*Work to be completed*: For every record below, repeat the text exactly and pass over any image.
··· Data excerpts
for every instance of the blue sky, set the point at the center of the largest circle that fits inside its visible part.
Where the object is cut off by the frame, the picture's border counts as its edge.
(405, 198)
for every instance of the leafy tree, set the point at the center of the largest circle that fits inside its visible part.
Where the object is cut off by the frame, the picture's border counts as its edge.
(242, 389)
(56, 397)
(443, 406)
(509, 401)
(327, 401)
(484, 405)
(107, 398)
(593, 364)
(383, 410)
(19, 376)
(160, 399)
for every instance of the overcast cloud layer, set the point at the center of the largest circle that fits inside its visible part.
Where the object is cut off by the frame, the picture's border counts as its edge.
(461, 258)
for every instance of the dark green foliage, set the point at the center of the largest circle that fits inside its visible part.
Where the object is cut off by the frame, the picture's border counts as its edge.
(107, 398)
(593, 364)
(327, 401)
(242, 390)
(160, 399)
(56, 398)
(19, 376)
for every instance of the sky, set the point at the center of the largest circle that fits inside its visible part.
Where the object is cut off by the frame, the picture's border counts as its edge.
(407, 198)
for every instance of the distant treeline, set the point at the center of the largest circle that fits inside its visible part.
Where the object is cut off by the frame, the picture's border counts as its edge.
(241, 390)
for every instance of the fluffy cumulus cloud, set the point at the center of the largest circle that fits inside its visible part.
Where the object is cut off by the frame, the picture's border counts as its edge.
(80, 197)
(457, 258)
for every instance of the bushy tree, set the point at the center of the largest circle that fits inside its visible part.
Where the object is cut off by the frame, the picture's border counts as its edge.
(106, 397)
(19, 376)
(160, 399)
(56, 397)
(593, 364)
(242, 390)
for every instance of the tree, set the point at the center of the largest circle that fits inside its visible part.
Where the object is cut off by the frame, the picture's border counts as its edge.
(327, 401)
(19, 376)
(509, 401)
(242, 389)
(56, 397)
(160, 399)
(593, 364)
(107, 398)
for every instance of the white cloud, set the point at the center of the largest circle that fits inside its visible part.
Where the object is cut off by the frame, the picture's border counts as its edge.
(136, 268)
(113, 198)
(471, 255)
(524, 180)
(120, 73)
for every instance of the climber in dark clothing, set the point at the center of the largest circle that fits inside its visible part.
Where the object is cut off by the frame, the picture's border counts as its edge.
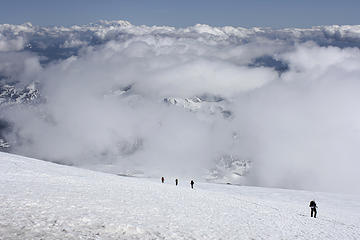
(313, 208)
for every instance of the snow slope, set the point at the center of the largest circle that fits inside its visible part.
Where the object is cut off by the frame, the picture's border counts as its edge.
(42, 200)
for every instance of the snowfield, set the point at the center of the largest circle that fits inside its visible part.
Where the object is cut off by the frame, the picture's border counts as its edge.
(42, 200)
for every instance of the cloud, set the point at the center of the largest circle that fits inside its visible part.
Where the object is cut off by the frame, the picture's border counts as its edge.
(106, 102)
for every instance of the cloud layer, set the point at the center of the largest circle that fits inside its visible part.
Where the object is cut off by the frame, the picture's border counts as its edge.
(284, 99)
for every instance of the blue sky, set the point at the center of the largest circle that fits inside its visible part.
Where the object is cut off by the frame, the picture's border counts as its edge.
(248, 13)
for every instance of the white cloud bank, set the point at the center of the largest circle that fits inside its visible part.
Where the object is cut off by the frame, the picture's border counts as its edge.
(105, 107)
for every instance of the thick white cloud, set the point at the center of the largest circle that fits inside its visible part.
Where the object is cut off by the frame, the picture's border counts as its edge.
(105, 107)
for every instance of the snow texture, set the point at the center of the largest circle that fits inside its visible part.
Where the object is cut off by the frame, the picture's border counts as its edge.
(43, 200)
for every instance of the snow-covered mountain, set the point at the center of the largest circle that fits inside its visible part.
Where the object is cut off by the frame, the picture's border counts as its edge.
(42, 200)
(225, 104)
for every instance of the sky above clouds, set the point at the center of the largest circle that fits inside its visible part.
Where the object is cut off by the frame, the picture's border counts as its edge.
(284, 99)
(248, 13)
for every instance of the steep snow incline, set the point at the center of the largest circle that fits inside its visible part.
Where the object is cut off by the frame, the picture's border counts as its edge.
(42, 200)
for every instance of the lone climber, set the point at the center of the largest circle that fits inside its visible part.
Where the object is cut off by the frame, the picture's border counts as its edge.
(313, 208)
······
*Task response*:
for every instance of the blue sky, set the point at the center of the largest circle that fits inside its visible part.
Where the object is cut off by the frame, the picture's border counts as its edge.
(405, 198)
for every instance of the leafy tree, set the point at the center of the largest circle that fits inside its visible part.
Where the object is cut off by the frame, the picture's border counts as its edge.
(242, 389)
(56, 397)
(443, 406)
(509, 401)
(327, 401)
(484, 405)
(107, 398)
(593, 364)
(383, 410)
(19, 376)
(160, 399)
for every instance of the overcast cloud layer, set the point at the center of the largest circle that fits inside its visible part.
Where the object is cut off by the frame, the picture's border counts as its edge.
(461, 258)
for every instance of the dark green foliage, set the point at the center of the largest circle that fits inside its visible part.
Where the object is cut off by the frame, the picture's border counts as its edge.
(107, 398)
(593, 364)
(327, 401)
(242, 390)
(160, 399)
(56, 398)
(19, 376)
for every instance of the sky, set the point at the center of the largest circle that fits inside its visible part.
Where the object is cut off by the frame, the picture's border counts as its edge.
(407, 198)
for every instance of the distant treeline, set the point at the center of the largest circle that fits inside its visible part.
Where the object is cut off by the frame, the picture's border counts as its edge.
(241, 390)
for every instance of the fluffy cumulus cloud, set the point at the center of the largest circle that fits inside its visible part.
Where the object is cut off by the frame, the picture's border counts as its edge.
(80, 197)
(457, 258)
for every instance of the bushy tree, set the point at the center of the largest circle that fits inside its visible part.
Where the object is cut off by the frame, the picture's border counts as its edge.
(106, 397)
(19, 376)
(160, 399)
(56, 397)
(593, 364)
(242, 390)
for every instance of the tree, set the point at the center of the largest circle that fits inside its visible part.
Where the object is cut off by the frame, the picture's border counts as its edge.
(327, 401)
(19, 376)
(509, 401)
(242, 389)
(56, 397)
(160, 399)
(593, 364)
(107, 398)
for every instance of the white cloud, set the point at the center of the largest circle that fits inside its visible part.
Where the object is cut off by the frame, the picture's border counts as its edge.
(136, 268)
(113, 198)
(471, 255)
(524, 180)
(120, 73)
for every instance of the climber in dark clothing, set the point at the center of the largest circle that fits inside its visible part.
Where the object is cut off by the frame, the picture's border counts as its edge.
(313, 208)
for every instance of the snow slope, set the point at the center of the largest circle that fits inside its visible part.
Where the object is cut off by the frame, the picture's border counts as its edge.
(42, 200)
for every instance of the snowfield, set the point at the center of the largest circle that fits inside its visible part.
Where the object is cut off by the frame, the picture's border counts as its edge.
(42, 200)
for every instance of the cloud, set the point at the center of the largest circle that fits inside its visible part.
Where the object is cut off by the frame, the picture's border counts as its edge.
(106, 102)
for every instance of the cloud layer, set the point at the center of the largest circle that fits inside its visible part.
Where the object is cut off by the frame, the picture's border counts as its edge.
(284, 99)
for every instance of the blue sky, set the point at the center of the largest circle that fits inside its visible part.
Where the object is cut off by the frame, the picture's border counts as its edge.
(248, 13)
for every instance of the white cloud bank, set the point at the center of the largest circle that fits inside its visible part.
Where the object is cut off by the frame, the picture's border counts as its edge.
(105, 107)
for every instance of the thick white cloud, set the point at the center of the largest circle that fits inside its visible part.
Where the object is cut off by the frame, the picture's border counts as its edge.
(105, 107)
for every instance of the snow texture, set the point at the center of the largest circle that fits inside its visible part.
Where the object is cut off by the frame, the picture's border counts as its edge.
(43, 200)
for every instance of the snow-covered mountain, set the point at the center of the largest circle that fits inside its visible part.
Where the object is cut off by the frame, the picture's border counts as its edge.
(42, 200)
(225, 104)
for every instance of the sky above clouds, set the point at the center of the largest circle that fits inside its visible part.
Where the object is cut off by the frame, the picture's border counts as its edge.
(284, 99)
(248, 13)
for every instance of the steep snow incline, set the point at the center of the largest circle that fits inside its visible part.
Where the object is cut off by the frame, the picture's border counts as its edge.
(42, 200)
for every instance of the lone climber, set the point at the center of the largest circle that fits inside its visible part.
Where the object is cut off by the frame, the picture's border counts as its edge.
(313, 208)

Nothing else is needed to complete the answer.